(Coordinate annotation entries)
◆ ◆ ◆ ◆ ◆ ◆ ◆
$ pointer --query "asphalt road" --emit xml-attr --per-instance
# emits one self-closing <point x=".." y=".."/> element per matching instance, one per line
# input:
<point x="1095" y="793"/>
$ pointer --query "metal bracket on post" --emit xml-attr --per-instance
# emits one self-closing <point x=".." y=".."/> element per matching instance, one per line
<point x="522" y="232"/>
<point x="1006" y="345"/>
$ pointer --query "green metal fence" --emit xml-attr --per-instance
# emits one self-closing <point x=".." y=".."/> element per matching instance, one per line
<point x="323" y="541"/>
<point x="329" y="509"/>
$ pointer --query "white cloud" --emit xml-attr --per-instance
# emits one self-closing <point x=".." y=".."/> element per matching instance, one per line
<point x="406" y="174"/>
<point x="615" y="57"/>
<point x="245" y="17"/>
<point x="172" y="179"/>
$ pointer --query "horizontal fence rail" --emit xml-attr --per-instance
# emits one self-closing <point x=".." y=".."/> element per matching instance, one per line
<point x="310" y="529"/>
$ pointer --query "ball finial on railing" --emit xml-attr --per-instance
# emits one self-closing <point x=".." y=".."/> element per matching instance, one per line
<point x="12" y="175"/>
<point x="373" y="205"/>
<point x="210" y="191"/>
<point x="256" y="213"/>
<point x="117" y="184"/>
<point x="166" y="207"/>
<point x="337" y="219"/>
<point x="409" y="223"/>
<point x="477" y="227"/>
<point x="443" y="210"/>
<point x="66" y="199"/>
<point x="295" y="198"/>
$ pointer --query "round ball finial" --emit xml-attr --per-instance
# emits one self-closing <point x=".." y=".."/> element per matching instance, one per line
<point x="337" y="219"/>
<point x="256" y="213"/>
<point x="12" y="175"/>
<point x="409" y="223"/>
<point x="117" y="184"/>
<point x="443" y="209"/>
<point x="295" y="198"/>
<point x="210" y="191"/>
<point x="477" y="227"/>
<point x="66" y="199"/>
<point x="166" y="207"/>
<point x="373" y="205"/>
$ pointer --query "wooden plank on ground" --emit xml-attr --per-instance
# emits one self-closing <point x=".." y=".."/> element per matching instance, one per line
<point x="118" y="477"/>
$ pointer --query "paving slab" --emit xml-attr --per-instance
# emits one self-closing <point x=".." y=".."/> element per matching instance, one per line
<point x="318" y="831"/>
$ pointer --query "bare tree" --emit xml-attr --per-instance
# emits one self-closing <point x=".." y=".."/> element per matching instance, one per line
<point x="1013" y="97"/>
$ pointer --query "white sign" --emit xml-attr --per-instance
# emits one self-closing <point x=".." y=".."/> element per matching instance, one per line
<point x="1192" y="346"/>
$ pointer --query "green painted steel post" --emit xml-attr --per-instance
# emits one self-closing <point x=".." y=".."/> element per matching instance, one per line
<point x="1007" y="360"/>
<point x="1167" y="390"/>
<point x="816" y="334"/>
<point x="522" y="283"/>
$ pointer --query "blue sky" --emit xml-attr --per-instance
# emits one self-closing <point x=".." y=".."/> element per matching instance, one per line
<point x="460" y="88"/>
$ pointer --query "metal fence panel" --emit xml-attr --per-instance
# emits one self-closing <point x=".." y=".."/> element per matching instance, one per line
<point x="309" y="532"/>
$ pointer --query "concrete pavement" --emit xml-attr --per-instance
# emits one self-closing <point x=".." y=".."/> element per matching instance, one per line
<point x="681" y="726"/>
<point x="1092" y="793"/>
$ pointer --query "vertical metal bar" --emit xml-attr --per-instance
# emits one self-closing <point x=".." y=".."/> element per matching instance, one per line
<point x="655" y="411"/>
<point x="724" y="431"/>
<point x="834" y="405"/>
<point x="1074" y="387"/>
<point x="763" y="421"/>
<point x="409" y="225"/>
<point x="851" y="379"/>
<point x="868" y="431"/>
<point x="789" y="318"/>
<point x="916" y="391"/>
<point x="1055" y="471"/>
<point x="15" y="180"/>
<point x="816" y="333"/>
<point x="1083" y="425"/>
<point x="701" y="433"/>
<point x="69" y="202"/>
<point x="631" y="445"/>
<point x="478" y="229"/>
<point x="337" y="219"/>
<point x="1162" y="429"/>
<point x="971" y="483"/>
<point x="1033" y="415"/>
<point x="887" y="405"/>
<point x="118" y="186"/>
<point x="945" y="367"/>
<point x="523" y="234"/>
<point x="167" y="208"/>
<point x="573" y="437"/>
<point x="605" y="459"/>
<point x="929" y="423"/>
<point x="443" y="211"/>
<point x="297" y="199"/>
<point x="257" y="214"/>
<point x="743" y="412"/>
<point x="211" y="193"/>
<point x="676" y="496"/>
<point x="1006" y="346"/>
◆ ◆ ◆ ◆ ◆ ◆ ◆
▶ [Stated exercise]
Your task is to reproduce all of the records exactly.

▶ [Response below]
$ pointer --query "asphalt road" --emit xml-attr --per-instance
# emits one self-closing <point x=".." y=".."/> element per matching instance, one per line
# input:
<point x="1095" y="793"/>
$ pointer --query "metal bracket on post" --emit xml-attr --per-instance
# emits one self-closing <point x=".." y=".."/> element per matching instance, one per line
<point x="522" y="232"/>
<point x="1006" y="345"/>
$ pointer --query "green metal fence" --emit xml-attr --per-instance
# emits one self-closing <point x=".." y=".."/> element per matching instance, one per line
<point x="323" y="541"/>
<point x="329" y="509"/>
$ pointer --query "white cloud" --emit xml-attr --per-instance
# emits one self-closing <point x=".." y=".."/> element per matching instance, one per line
<point x="406" y="174"/>
<point x="615" y="57"/>
<point x="245" y="17"/>
<point x="172" y="179"/>
$ pointer --query "horizontal fence rail" --emit xml-attr --per-instance
# emits one self-closing <point x=".." y=".."/> element per matching instance, one per line
<point x="310" y="529"/>
$ pointer --query "ball finial on railing" --emit xml-attr --per-instance
# emits one self-closing <point x=".." y=".."/> element per matching instance, one per line
<point x="12" y="175"/>
<point x="373" y="205"/>
<point x="210" y="191"/>
<point x="256" y="213"/>
<point x="117" y="184"/>
<point x="166" y="207"/>
<point x="337" y="219"/>
<point x="409" y="223"/>
<point x="477" y="227"/>
<point x="443" y="210"/>
<point x="66" y="199"/>
<point x="295" y="198"/>
$ pointer --query "round ball finial" --emit xml-attr --per-instance
# emits one self-closing <point x=".." y=".."/> element per matching instance, one per line
<point x="337" y="219"/>
<point x="256" y="213"/>
<point x="12" y="175"/>
<point x="409" y="223"/>
<point x="117" y="184"/>
<point x="443" y="209"/>
<point x="295" y="198"/>
<point x="210" y="191"/>
<point x="477" y="227"/>
<point x="66" y="199"/>
<point x="166" y="207"/>
<point x="373" y="205"/>
$ pointer --query "wooden plank on ground" --emit xml-attr --per-instance
# emits one self-closing <point x=".." y=".."/> element per matching instance, one per line
<point x="118" y="477"/>
$ pointer --query "paving slab" --emit xml-attr --per-instance
# emits one self-closing <point x=".." y=".."/> element per matching instance, one per line
<point x="318" y="831"/>
$ pointer --query "bare tree" --emit xml-attr --per-instance
# emits one self-closing <point x=".." y=".."/> element per matching instance, one per line
<point x="1013" y="97"/>
$ pointer --query "white sign" --emit xml-attr --per-instance
# emits one self-closing <point x=".." y=".."/> element per matching instance, one per line
<point x="1192" y="346"/>
$ pointer --query "green painted steel post" --emit xml-attr --per-instance
# emits one self-closing <point x=".." y=".."/> element per matching instance, one per line
<point x="1007" y="360"/>
<point x="1167" y="390"/>
<point x="816" y="334"/>
<point x="522" y="283"/>
$ pointer --query "blue sky" --emit xml-attr --per-instance
# emits one self-closing <point x=".." y=".."/> element per matching instance, one per line
<point x="460" y="88"/>
$ pointer --query "metal fence panel" --emit xml-attr --per-instance
# emits one self-closing <point x=".." y=".."/> element per matching instance, one per line
<point x="309" y="532"/>
$ pointer --query "concrete pavement" --emit xml-attr --per-instance
# emits one self-closing <point x=".." y=".."/> element per matching instance, one per line
<point x="681" y="726"/>
<point x="1092" y="793"/>
$ pointer --query "vertical metal bar" --emit xml-attr --per-instance
# emits one self-closing <point x=".." y=".."/> element per matching instance, one per line
<point x="655" y="411"/>
<point x="724" y="431"/>
<point x="834" y="405"/>
<point x="1074" y="387"/>
<point x="763" y="421"/>
<point x="409" y="225"/>
<point x="851" y="379"/>
<point x="868" y="431"/>
<point x="789" y="318"/>
<point x="916" y="391"/>
<point x="1055" y="471"/>
<point x="15" y="180"/>
<point x="816" y="333"/>
<point x="1083" y="425"/>
<point x="701" y="433"/>
<point x="69" y="202"/>
<point x="631" y="445"/>
<point x="478" y="229"/>
<point x="337" y="219"/>
<point x="1162" y="429"/>
<point x="971" y="483"/>
<point x="1033" y="415"/>
<point x="887" y="405"/>
<point x="118" y="186"/>
<point x="945" y="367"/>
<point x="523" y="234"/>
<point x="167" y="208"/>
<point x="573" y="437"/>
<point x="605" y="459"/>
<point x="929" y="423"/>
<point x="443" y="211"/>
<point x="297" y="199"/>
<point x="257" y="214"/>
<point x="743" y="412"/>
<point x="211" y="193"/>
<point x="676" y="496"/>
<point x="1006" y="346"/>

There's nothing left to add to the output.